Collect every line in the material below that contains the word "shoreline", and copy each such line in full.

======

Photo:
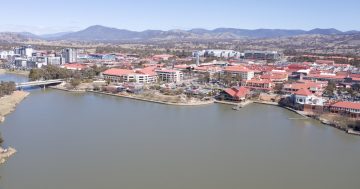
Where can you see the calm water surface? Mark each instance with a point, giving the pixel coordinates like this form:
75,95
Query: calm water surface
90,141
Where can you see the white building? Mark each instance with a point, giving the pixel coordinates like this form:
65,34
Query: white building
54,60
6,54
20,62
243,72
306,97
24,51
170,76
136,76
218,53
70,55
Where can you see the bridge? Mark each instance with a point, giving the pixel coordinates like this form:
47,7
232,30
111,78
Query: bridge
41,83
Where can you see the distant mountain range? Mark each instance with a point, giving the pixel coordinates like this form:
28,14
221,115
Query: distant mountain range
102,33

======

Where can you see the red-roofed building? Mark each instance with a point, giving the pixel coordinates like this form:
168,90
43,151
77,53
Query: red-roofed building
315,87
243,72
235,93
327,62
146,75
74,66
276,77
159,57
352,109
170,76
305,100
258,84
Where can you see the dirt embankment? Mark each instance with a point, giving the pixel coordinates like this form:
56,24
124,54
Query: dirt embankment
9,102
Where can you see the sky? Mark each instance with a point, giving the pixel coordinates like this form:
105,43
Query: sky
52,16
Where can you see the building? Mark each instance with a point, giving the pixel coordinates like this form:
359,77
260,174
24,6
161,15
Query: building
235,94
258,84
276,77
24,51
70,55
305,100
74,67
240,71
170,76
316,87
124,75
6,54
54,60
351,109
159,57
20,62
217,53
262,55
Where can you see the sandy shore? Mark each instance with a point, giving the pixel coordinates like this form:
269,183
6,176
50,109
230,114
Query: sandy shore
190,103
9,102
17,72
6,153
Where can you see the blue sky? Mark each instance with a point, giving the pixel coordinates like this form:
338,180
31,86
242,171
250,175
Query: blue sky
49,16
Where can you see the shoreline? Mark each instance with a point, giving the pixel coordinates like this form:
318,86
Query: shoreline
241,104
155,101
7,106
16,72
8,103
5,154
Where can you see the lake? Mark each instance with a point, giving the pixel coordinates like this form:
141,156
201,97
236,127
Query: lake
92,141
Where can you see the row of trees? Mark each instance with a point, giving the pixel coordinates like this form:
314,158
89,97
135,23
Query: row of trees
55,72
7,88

======

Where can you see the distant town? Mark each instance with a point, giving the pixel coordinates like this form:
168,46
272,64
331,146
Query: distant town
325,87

======

Result of this task:
Where can you see the shoreline? Mark each instance with a point, giving the pixel coordinates like this form:
Query: shoreline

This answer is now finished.